* **INSTRUCTION**: Rewrite the material from its beginning through the line containing "0,0,896,676", switching "stack of cookies" to "pile of cookies" and keeping everything else the same.

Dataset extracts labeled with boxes
----------

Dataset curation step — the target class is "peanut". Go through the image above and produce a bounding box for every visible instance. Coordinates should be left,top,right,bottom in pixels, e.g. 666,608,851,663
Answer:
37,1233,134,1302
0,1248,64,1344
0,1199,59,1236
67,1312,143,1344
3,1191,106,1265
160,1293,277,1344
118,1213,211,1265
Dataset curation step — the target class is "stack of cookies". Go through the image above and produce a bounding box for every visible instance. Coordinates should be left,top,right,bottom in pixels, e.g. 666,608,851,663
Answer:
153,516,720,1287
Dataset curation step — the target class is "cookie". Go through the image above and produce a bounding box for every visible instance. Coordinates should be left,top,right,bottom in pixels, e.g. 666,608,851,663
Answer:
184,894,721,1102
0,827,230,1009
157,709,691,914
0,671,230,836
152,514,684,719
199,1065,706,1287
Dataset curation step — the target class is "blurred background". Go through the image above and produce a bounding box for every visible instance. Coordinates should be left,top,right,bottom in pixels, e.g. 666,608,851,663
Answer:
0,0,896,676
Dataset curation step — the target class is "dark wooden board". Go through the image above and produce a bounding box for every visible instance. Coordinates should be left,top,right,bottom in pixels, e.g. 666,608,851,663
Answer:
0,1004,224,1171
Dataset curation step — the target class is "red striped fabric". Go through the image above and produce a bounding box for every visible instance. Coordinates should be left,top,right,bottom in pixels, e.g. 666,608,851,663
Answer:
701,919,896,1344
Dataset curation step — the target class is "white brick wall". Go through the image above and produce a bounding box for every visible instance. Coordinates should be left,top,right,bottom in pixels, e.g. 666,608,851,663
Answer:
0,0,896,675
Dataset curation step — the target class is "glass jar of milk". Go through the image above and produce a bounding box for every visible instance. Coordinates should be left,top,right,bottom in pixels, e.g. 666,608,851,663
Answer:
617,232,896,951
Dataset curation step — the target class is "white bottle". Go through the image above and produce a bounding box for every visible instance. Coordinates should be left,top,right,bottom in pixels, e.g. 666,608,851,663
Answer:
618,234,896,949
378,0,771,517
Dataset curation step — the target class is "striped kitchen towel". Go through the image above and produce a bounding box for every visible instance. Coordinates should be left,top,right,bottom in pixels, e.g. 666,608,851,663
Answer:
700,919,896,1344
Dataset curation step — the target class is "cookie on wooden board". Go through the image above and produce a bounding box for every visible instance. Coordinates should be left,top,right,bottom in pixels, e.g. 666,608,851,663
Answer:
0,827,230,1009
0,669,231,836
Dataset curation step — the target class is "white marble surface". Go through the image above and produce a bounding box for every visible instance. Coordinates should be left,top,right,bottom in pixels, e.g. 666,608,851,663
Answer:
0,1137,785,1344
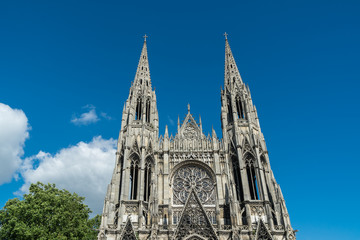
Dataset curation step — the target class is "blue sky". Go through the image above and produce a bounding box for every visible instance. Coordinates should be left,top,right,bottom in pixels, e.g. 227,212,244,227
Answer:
0,0,360,240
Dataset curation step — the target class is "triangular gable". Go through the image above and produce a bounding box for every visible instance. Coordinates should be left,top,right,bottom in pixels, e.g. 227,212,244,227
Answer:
255,219,273,240
173,189,218,240
120,217,137,240
178,112,203,139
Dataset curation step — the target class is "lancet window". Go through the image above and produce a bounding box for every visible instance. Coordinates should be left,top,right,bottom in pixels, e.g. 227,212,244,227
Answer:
245,153,259,200
129,157,139,200
144,158,152,202
145,99,150,123
119,155,124,200
232,156,244,202
135,97,142,120
236,95,245,119
227,97,233,123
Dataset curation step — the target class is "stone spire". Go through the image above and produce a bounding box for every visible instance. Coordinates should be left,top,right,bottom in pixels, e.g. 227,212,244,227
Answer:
134,34,151,87
224,33,243,90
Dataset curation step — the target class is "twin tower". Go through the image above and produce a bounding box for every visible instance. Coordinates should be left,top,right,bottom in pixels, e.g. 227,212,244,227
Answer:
98,38,295,240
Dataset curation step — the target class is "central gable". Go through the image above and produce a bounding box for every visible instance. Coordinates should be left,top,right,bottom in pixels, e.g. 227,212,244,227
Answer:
177,105,203,139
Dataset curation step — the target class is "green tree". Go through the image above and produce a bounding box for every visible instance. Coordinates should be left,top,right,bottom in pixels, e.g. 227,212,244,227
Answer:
0,182,100,240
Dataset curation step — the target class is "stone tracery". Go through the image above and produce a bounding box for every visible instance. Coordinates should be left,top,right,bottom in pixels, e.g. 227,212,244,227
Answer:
173,165,215,205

----------

* **ANSWER TO THIS TASK**:
Dataset curation step — the target class is "peanut". Go through the image above and produce a bounding box for every visible instance. Coordinates should be left,top,right,bottom in pixels, e.g. 666,608,851,663
Answer:
37,1233,134,1302
0,1248,64,1344
0,1199,59,1236
67,1312,143,1344
3,1191,106,1265
160,1293,277,1344
118,1213,211,1265
Dataset curation step — the target class is "pile of cookies". Go through the image above and produce a bounding box for every visible instance. Coordinates should be left,top,right,bottom in pixels, e.g. 666,608,851,663
Answer:
153,516,720,1287
Dataset curation step — the target class is "cookie". Go through the image above and produce a bounding box for every visible instance. Coordinates should be left,top,right,bottom in pixels, e.g. 666,608,851,663
Answer:
184,894,721,1102
0,827,230,1009
157,709,691,914
0,671,230,836
152,514,684,719
199,1065,706,1287
Dataset curation step — the target class is "blurred background". Go through the image above and produce a bounding box for every visible instance. Coordinates should be left,top,right,bottom in pixels, e.g. 666,608,851,663
Answer:
0,0,896,676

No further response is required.